Le « Pacte Dutreil » : Quel intérêt ? Quelles en sont les conditions ?

Le « Pacte Dutreil » constitue l’un des plus importants régimes de faveur permettant de réduire le coût fiscal de la transmission d’une entreprise.

Lorsque ses conditions d’application sont remplies, le pacte Dutreil permet une exonération de 75 % de la base imposable aux droits de donation ou de succession, c’est-à-dire de la valeur des actions transmises lorsque le pacte porte sur les actions d’une société.

Les droits de mutation à titre gratuit (droits de donation et droit de succession) sont calculés selon un barème progressif : plus le patrimoine transmis est important, plus le taux d’imposition est élevé.

Par exemple, le barème des droits de donation en ligne directe est actuellement le suivant :

DMTG ligne directe

Ainsi, une exonération de 75% de la base imposable aboutit généralement à une diminution du montant de l’impôt dû sur la transmission qui est bien supérieure à 75%.

== CONSIGNES ==
1. Mettez à jour le passage du texte sur le pacte Dutreil qui commence à « DMTG ligne directe » et se termine à « supérieure à 75%. », en remplaçant « diminution » par « réduction ».
2. Répondez brièvement à ces questions sur le texte consacré au pacte Dutreil.
(a) Quel pourcentage de la base imposable le pacte Dutreil permet-il d'exonérer ?
(b) Selon quel type de barème les droits de mutation à titre gratuit sont-ils calculés ?
(c) Comment le texte qualifie-t-il généralement la diminution de l'impôt dû obtenue grâce à cette exonération ?
3. Relevez dans l'ordre chaque occurrence d'un mot de la famille de « transmettre » dans le texte sur le pacte Dutreil.
Les enregistrements ne servent pas à cet exercice.

== ENREGISTREMENTS FOURNIS ==
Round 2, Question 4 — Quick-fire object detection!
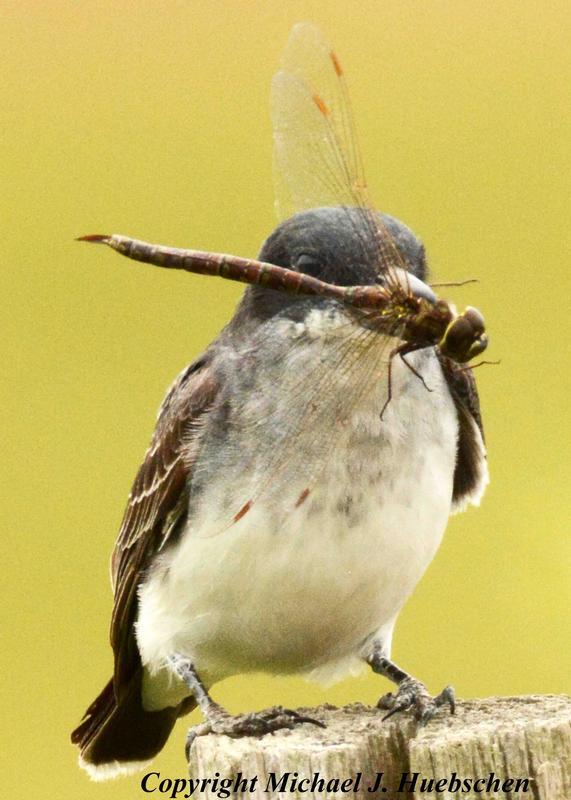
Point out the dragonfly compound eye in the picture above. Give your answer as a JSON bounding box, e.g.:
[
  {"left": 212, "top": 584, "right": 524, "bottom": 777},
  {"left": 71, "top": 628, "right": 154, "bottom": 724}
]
[{"left": 439, "top": 306, "right": 488, "bottom": 363}]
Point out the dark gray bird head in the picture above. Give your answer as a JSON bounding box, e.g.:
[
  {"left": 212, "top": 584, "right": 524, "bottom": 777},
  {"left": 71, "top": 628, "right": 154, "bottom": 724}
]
[{"left": 238, "top": 207, "right": 427, "bottom": 319}]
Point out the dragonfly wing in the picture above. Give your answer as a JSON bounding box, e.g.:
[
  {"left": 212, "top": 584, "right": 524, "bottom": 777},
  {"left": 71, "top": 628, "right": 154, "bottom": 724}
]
[
  {"left": 271, "top": 23, "right": 408, "bottom": 287},
  {"left": 271, "top": 23, "right": 368, "bottom": 218}
]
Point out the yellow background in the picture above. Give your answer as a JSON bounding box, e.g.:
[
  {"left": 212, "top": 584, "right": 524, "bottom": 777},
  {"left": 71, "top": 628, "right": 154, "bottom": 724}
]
[{"left": 0, "top": 0, "right": 571, "bottom": 800}]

== RÉPONSES DE L'EXERCICE ==
1.
DMTG ligne directe

Ainsi, une exonération de 75% de la base imposable aboutit généralement à une réduction du montant de l’impôt dû sur la transmission qui est bien supérieure à 75%.

2.
(a) 75 % de la base imposable.
(b) Un barème progressif.
(c) Elle est généralement bien supérieure à 75 %.

3.
transmission
transmises
transmis
transmission